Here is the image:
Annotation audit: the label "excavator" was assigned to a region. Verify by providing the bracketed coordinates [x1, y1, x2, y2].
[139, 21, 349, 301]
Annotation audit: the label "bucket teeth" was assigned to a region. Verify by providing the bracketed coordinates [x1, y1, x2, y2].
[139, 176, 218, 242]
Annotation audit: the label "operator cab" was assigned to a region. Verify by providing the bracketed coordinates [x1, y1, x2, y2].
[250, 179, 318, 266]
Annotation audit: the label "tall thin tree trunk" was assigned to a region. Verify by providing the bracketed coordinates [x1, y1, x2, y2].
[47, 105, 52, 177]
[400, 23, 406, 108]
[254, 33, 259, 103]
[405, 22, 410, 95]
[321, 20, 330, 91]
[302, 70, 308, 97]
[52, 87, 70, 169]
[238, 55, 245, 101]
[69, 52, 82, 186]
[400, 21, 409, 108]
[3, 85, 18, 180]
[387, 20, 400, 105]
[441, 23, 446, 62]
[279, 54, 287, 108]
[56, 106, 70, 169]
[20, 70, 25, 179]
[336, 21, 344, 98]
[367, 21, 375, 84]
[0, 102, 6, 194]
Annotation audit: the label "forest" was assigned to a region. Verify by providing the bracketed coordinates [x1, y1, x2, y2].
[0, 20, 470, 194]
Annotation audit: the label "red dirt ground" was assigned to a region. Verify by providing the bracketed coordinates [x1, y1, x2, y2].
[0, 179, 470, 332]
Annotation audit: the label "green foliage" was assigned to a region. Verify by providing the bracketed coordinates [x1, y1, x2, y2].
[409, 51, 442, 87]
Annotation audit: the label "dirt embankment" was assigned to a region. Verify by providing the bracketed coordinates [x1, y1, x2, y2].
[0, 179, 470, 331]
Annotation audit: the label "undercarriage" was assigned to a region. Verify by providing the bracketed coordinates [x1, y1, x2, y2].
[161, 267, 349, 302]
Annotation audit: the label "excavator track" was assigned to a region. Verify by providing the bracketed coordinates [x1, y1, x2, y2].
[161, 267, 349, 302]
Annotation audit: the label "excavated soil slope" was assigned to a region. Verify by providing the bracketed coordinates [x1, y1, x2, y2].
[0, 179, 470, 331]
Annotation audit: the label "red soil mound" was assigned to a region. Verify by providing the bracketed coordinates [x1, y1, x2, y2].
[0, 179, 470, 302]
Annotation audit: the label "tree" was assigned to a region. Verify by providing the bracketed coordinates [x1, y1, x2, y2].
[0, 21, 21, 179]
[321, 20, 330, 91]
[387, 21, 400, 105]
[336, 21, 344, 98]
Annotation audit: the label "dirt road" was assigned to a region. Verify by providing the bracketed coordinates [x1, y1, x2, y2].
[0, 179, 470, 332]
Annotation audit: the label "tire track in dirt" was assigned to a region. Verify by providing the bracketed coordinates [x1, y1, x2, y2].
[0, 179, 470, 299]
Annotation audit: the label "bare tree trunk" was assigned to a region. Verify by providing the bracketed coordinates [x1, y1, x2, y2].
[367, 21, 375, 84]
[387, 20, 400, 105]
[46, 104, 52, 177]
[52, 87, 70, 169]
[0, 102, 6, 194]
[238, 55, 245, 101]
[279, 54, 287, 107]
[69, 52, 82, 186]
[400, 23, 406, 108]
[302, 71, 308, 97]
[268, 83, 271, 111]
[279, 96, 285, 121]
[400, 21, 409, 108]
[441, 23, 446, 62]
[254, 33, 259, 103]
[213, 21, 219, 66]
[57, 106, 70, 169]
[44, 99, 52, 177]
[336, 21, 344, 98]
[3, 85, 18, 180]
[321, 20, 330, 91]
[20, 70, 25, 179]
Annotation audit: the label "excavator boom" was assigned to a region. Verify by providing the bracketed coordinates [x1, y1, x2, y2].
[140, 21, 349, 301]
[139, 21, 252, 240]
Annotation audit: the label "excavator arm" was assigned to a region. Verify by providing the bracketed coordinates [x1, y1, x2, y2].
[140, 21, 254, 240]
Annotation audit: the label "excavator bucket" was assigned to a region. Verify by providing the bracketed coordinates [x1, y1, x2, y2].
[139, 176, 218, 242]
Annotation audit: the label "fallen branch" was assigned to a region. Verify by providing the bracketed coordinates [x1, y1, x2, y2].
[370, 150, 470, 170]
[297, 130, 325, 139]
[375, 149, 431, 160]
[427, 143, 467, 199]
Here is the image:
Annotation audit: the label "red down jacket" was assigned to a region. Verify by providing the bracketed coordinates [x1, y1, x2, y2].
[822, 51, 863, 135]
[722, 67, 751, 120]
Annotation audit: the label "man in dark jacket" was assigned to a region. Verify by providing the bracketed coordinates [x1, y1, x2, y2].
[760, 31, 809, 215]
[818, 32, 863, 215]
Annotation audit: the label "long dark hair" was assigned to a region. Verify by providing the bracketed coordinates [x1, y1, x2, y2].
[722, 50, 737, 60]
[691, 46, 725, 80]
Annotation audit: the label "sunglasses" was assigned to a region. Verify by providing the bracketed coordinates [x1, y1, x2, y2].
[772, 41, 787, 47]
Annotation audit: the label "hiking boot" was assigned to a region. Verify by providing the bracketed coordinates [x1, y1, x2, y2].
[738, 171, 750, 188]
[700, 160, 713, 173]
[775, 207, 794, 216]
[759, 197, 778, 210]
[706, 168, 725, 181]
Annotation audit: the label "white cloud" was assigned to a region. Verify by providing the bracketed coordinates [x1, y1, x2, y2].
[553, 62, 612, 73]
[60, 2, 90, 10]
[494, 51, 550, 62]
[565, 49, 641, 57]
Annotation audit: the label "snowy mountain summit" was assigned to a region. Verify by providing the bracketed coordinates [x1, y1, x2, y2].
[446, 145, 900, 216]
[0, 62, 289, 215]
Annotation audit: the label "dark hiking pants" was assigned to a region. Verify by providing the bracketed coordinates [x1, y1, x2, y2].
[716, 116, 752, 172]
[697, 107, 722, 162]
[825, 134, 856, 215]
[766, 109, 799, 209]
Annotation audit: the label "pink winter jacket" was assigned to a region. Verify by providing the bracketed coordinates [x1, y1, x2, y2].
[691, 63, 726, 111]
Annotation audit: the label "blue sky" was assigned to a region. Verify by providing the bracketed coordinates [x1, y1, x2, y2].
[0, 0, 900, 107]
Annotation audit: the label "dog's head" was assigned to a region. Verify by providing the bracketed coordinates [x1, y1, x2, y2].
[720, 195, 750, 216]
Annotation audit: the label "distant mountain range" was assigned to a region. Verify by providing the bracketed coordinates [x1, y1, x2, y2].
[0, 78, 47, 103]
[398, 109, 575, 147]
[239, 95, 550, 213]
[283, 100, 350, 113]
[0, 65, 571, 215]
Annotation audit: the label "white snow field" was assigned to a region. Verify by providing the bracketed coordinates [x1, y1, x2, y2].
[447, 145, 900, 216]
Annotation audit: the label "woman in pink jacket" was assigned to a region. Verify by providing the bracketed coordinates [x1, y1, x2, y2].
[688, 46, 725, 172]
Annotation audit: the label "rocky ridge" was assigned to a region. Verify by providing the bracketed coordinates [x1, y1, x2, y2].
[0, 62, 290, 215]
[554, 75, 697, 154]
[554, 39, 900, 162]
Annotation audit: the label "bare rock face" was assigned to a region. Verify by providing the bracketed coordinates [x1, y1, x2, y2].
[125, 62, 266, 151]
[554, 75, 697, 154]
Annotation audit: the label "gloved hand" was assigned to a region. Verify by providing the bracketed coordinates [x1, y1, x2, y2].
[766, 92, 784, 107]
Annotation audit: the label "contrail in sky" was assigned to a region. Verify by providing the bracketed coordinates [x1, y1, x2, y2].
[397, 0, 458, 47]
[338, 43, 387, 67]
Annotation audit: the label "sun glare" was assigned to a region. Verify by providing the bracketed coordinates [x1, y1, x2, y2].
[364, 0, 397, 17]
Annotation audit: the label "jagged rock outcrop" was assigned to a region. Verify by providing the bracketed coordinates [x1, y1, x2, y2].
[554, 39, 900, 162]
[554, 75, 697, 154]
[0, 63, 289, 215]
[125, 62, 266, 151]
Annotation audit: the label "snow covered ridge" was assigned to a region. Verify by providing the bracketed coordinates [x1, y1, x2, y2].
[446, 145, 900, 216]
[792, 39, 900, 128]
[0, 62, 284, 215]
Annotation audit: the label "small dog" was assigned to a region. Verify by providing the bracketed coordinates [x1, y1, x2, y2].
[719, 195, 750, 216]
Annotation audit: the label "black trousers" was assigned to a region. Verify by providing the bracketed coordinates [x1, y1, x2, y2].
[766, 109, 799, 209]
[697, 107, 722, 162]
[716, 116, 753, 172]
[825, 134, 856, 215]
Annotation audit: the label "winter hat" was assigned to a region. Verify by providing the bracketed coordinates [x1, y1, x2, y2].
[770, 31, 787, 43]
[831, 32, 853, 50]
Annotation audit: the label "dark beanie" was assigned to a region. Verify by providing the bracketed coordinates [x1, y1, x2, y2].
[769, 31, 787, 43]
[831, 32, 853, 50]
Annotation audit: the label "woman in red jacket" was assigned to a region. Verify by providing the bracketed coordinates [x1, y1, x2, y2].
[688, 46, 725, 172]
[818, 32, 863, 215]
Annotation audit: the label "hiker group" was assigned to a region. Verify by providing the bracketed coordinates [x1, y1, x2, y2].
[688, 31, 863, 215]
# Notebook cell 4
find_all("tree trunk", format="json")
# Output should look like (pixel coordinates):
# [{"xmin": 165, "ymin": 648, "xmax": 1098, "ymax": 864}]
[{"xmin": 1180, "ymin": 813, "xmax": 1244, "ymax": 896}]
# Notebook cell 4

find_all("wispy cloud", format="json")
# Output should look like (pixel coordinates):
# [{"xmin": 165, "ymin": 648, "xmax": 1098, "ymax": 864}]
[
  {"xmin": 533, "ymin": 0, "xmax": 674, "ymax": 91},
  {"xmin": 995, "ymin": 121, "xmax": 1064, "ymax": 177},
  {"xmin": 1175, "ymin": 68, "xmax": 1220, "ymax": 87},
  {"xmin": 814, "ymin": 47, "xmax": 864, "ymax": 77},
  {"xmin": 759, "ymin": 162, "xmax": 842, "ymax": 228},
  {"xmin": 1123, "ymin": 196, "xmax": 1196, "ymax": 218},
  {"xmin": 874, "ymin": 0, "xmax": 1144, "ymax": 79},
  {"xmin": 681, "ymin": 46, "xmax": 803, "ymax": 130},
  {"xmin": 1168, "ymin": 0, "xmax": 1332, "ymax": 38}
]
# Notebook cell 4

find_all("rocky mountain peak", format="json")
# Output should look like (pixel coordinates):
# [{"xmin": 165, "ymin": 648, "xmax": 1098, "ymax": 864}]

##############################

EXERCISE DESCRIPTION — Extract every line from the very first one up to and including the line with "[0, 20, 470, 194]", reproducing each verbatim.

FULL SOLUTION —
Here is the image:
Annotation audit: the label "excavator" was assigned to a region. Verify by providing the bracketed coordinates [x1, y1, x2, y2].
[139, 21, 349, 301]
Annotation audit: the label "bucket teeth" was assigned to a region. Verify by providing the bracketed coordinates [x1, y1, x2, y2].
[139, 176, 218, 242]
Annotation audit: the label "operator cab" was assigned to a region. Verify by providing the bracketed coordinates [x1, y1, x2, y2].
[250, 179, 318, 266]
Annotation audit: the label "tall thin tree trunk" was assigned to a region. Verify by providing the bracketed coordinates [x1, y1, x2, y2].
[47, 105, 52, 177]
[400, 23, 406, 108]
[254, 33, 259, 103]
[405, 22, 410, 95]
[321, 20, 330, 91]
[302, 70, 308, 97]
[52, 87, 70, 169]
[238, 55, 245, 101]
[69, 52, 82, 186]
[400, 21, 409, 108]
[3, 85, 18, 180]
[387, 20, 400, 105]
[441, 23, 446, 62]
[279, 54, 287, 108]
[56, 106, 70, 169]
[20, 70, 25, 179]
[336, 21, 344, 98]
[367, 21, 375, 84]
[0, 102, 6, 194]
Annotation audit: the label "forest" was assigned to a region. Verify by providing the bracketed coordinates [x1, y1, x2, y2].
[0, 20, 470, 194]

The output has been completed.